— begin The records —
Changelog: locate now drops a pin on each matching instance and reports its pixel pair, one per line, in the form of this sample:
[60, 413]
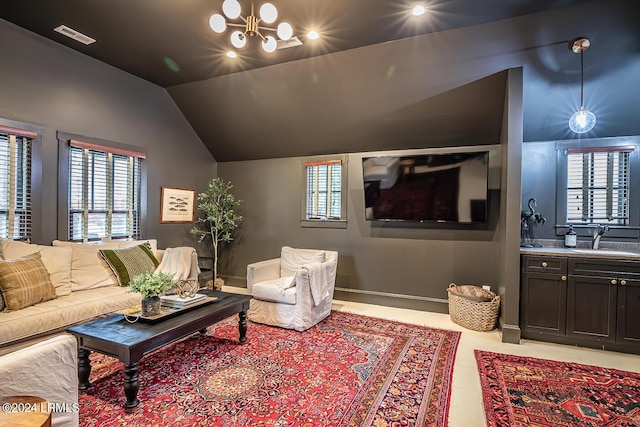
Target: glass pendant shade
[217, 23]
[238, 40]
[231, 8]
[270, 44]
[285, 31]
[268, 13]
[582, 121]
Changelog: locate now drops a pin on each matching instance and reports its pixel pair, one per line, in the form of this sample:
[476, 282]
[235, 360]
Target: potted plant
[219, 219]
[150, 285]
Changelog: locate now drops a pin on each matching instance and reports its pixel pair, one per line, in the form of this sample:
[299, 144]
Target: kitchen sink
[605, 252]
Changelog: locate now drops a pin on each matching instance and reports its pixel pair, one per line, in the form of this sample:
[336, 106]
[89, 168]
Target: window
[15, 182]
[103, 192]
[324, 193]
[598, 185]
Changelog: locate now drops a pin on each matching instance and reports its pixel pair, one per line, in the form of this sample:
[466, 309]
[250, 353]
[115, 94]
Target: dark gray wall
[416, 263]
[539, 181]
[46, 84]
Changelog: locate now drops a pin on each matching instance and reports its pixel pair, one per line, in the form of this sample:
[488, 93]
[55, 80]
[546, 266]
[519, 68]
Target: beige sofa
[34, 348]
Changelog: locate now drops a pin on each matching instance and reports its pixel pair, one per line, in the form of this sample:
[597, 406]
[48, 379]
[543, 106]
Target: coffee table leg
[242, 325]
[84, 368]
[131, 385]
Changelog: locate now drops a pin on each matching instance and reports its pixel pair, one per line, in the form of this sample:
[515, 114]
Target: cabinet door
[543, 304]
[629, 311]
[591, 308]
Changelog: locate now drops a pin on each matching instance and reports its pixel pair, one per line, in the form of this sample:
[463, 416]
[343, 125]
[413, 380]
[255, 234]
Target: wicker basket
[472, 314]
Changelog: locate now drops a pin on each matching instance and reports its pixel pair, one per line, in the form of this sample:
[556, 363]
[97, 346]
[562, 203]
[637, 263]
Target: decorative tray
[134, 314]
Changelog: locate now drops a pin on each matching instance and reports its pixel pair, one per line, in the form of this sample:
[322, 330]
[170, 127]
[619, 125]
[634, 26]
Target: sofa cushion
[88, 269]
[129, 262]
[272, 290]
[57, 261]
[25, 281]
[292, 259]
[60, 313]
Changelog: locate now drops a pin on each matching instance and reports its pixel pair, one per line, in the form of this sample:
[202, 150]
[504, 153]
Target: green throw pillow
[129, 262]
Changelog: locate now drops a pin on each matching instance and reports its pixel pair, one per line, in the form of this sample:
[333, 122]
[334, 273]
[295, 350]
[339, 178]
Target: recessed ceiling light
[76, 35]
[418, 10]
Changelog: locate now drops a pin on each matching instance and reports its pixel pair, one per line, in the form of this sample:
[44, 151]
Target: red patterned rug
[524, 391]
[348, 370]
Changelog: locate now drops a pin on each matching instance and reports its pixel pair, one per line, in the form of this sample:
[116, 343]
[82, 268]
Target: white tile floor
[466, 408]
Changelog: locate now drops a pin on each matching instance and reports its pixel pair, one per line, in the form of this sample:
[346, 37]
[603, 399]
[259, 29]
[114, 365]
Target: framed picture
[176, 205]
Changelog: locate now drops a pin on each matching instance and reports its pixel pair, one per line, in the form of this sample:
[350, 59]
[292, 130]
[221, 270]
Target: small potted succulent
[150, 285]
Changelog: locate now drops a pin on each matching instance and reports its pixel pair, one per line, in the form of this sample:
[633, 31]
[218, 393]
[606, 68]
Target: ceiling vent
[71, 33]
[292, 42]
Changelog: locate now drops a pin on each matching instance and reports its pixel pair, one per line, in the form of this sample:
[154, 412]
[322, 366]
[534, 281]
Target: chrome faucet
[597, 234]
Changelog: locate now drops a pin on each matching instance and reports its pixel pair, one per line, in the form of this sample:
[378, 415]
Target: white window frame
[315, 210]
[85, 152]
[628, 225]
[16, 146]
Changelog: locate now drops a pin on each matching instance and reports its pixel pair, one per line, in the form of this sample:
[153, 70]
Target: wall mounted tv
[448, 188]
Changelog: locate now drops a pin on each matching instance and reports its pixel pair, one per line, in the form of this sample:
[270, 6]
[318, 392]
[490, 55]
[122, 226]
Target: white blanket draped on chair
[181, 262]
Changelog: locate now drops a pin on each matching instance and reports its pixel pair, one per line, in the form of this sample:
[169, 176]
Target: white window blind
[324, 190]
[15, 182]
[598, 185]
[104, 192]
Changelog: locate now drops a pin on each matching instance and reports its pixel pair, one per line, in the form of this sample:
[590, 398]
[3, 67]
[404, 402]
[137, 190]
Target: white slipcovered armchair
[294, 291]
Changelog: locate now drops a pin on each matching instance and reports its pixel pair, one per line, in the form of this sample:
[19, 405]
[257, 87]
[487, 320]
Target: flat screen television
[429, 188]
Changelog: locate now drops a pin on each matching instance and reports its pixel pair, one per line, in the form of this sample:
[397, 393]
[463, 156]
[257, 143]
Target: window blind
[15, 183]
[324, 190]
[598, 185]
[104, 192]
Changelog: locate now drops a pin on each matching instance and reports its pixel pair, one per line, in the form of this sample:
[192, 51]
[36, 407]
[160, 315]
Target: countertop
[607, 253]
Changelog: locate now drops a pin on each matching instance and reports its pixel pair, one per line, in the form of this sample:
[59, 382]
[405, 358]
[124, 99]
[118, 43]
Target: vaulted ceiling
[377, 78]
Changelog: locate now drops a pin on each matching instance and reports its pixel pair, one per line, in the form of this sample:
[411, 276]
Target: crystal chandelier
[582, 120]
[251, 25]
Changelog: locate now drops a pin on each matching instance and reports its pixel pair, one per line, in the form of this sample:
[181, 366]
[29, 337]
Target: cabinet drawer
[604, 267]
[544, 264]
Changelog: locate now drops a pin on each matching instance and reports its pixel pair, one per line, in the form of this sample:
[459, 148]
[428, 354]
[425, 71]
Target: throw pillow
[88, 269]
[57, 261]
[291, 259]
[129, 262]
[25, 281]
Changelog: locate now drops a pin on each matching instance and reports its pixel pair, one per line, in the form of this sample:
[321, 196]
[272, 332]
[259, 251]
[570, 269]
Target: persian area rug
[348, 370]
[524, 391]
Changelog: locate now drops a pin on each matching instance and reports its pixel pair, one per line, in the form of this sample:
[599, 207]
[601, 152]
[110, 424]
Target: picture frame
[176, 205]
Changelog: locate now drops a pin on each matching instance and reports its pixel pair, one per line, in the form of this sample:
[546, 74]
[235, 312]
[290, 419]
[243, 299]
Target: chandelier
[251, 25]
[582, 120]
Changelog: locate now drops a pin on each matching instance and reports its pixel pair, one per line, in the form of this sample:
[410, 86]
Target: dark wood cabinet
[543, 308]
[581, 301]
[629, 312]
[591, 308]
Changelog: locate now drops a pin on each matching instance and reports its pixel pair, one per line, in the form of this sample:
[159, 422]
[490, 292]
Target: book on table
[179, 302]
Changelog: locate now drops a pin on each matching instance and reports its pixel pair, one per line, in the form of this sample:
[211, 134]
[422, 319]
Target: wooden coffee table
[116, 337]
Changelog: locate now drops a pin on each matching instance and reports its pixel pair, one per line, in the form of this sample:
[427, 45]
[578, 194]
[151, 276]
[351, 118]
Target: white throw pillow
[292, 259]
[88, 269]
[57, 261]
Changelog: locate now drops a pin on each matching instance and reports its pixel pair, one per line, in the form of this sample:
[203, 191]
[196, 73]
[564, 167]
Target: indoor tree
[219, 217]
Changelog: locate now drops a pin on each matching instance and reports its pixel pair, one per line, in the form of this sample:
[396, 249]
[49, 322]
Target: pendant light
[582, 120]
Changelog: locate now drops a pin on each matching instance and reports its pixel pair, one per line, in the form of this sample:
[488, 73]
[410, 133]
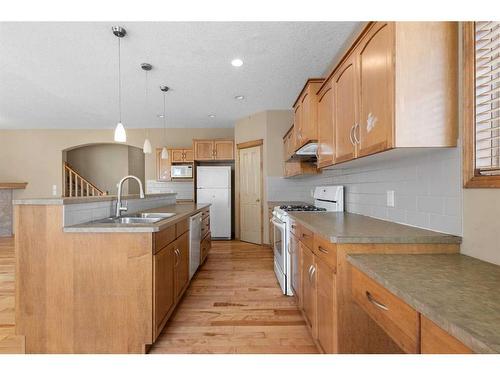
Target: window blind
[487, 98]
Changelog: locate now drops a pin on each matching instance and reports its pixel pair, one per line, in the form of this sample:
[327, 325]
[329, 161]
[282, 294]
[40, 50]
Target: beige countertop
[54, 201]
[345, 227]
[181, 210]
[459, 293]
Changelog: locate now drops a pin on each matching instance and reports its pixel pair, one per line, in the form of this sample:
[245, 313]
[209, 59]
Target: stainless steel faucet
[119, 207]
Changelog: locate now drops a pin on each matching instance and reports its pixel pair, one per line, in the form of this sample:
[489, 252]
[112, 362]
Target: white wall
[427, 189]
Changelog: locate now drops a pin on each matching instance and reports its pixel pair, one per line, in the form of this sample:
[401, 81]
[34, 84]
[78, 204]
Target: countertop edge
[452, 329]
[439, 238]
[145, 228]
[64, 201]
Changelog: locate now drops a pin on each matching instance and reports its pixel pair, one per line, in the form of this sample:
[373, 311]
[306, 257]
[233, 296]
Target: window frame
[470, 178]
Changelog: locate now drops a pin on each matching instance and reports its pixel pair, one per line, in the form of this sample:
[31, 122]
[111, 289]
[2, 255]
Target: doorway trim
[255, 143]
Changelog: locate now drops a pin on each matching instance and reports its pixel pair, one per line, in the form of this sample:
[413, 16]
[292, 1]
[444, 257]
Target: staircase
[75, 185]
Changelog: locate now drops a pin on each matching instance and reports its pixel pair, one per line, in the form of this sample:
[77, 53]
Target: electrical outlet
[390, 198]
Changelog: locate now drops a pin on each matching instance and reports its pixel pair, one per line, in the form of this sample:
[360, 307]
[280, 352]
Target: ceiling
[64, 75]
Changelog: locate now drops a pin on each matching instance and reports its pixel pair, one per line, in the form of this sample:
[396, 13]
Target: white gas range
[326, 198]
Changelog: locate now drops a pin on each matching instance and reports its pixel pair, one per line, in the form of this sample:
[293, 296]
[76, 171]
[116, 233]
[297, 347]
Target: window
[481, 104]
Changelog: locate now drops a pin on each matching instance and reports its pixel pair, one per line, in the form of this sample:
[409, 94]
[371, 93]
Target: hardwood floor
[9, 342]
[234, 305]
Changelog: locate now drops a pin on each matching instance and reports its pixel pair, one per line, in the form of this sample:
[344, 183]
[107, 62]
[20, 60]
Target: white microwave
[181, 171]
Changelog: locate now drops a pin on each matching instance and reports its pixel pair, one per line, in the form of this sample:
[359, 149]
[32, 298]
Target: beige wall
[35, 156]
[270, 126]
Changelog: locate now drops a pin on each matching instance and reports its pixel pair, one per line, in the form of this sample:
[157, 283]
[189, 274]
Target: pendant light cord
[119, 83]
[164, 116]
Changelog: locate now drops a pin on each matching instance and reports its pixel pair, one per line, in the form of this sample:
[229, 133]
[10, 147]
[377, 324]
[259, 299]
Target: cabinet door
[203, 150]
[326, 308]
[297, 120]
[295, 268]
[345, 104]
[325, 126]
[188, 155]
[308, 287]
[163, 284]
[182, 263]
[376, 85]
[162, 167]
[224, 150]
[177, 155]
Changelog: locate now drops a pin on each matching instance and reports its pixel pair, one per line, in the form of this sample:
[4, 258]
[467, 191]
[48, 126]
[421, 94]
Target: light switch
[390, 198]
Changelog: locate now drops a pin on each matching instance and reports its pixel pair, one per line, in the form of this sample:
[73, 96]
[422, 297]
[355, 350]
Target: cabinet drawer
[181, 227]
[326, 251]
[305, 236]
[205, 226]
[163, 238]
[435, 340]
[399, 320]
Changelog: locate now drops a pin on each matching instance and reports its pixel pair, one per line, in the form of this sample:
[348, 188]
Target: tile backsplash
[427, 189]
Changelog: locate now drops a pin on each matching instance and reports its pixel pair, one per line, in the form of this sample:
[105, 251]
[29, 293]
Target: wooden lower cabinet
[206, 245]
[164, 298]
[295, 268]
[435, 340]
[326, 318]
[181, 266]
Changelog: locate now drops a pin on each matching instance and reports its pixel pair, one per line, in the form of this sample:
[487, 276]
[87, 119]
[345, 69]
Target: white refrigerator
[213, 185]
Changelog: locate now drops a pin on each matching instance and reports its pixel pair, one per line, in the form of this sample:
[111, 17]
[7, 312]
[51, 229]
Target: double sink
[139, 218]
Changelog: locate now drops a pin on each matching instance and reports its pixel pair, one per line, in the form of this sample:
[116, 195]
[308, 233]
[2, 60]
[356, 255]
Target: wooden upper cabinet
[345, 114]
[306, 113]
[182, 155]
[188, 155]
[325, 125]
[213, 149]
[375, 129]
[163, 166]
[203, 149]
[224, 149]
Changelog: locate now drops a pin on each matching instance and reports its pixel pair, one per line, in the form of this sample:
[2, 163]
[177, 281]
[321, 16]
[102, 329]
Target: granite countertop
[181, 210]
[55, 201]
[273, 204]
[459, 293]
[345, 227]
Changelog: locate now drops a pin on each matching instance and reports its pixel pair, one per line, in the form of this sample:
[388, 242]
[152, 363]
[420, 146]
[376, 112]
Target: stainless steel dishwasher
[194, 243]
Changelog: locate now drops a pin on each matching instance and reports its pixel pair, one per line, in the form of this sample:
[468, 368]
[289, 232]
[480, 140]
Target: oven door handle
[278, 223]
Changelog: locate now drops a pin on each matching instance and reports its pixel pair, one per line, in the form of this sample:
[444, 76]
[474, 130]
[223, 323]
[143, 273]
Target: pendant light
[164, 151]
[120, 134]
[147, 144]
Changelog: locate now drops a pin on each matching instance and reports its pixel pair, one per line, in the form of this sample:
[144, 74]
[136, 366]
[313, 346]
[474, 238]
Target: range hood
[308, 150]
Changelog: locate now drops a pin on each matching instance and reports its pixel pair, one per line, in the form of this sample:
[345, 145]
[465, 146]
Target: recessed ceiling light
[237, 62]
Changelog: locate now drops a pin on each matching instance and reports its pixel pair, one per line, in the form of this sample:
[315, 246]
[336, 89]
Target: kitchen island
[87, 286]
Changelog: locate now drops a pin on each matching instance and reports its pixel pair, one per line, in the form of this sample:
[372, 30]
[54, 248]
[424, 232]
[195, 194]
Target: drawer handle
[375, 302]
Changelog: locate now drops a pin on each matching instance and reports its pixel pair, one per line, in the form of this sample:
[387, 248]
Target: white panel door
[250, 195]
[213, 177]
[220, 210]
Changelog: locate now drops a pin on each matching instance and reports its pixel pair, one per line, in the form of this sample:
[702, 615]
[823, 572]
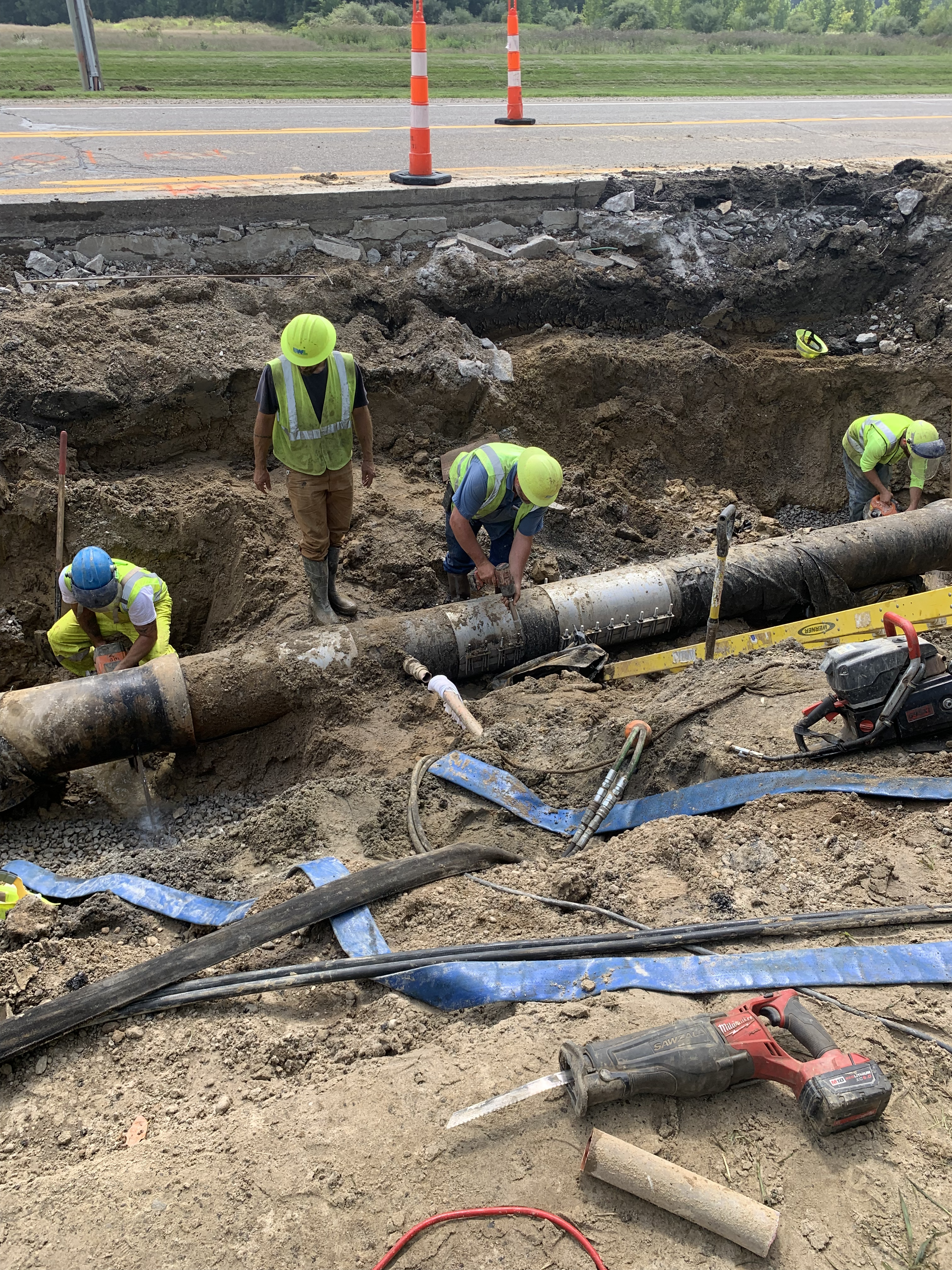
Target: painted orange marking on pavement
[475, 128]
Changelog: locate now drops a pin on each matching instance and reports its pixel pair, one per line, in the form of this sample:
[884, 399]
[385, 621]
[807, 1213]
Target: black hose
[619, 944]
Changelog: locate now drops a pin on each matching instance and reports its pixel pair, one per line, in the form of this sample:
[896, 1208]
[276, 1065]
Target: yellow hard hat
[925, 441]
[308, 340]
[809, 345]
[540, 477]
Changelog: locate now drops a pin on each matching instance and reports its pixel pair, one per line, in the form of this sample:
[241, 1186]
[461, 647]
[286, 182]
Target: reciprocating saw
[710, 1053]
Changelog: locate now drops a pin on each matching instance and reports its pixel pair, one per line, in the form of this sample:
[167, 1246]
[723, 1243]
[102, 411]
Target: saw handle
[889, 624]
[800, 1023]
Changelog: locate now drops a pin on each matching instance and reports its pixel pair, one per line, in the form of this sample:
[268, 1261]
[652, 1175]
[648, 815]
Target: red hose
[507, 1211]
[889, 624]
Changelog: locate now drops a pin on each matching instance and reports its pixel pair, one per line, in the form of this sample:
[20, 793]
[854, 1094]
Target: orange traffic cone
[421, 171]
[513, 110]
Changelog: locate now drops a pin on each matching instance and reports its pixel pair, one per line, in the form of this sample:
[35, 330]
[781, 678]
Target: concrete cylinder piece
[677, 1191]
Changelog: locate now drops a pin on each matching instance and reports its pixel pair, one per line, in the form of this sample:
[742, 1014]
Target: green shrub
[631, 16]
[705, 18]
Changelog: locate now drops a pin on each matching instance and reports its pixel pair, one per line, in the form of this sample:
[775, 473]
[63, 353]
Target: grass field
[468, 61]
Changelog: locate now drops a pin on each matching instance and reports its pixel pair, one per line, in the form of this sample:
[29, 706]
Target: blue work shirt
[471, 495]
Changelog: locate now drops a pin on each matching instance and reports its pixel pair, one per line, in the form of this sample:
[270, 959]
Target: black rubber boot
[346, 608]
[318, 577]
[459, 587]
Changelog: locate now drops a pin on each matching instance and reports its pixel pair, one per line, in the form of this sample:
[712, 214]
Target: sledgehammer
[725, 530]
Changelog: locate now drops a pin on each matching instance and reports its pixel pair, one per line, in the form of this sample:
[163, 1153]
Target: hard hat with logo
[308, 340]
[809, 345]
[92, 578]
[925, 441]
[540, 477]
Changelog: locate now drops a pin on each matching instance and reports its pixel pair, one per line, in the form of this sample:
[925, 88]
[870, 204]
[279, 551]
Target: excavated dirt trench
[664, 398]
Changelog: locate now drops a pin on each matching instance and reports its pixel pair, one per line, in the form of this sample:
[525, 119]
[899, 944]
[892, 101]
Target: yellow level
[930, 610]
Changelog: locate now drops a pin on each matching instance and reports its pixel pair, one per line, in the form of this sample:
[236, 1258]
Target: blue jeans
[861, 491]
[501, 544]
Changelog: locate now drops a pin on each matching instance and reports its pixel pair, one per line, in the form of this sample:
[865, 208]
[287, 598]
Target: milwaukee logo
[729, 1025]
— end The records —
Gather every line in the rows above that holds the string "potted", and copy each one in full. Case counts, so uppercase and lowercase letters do not match each other.

**Answer for this exercise:**
Target: potted plant
Target: small potted succulent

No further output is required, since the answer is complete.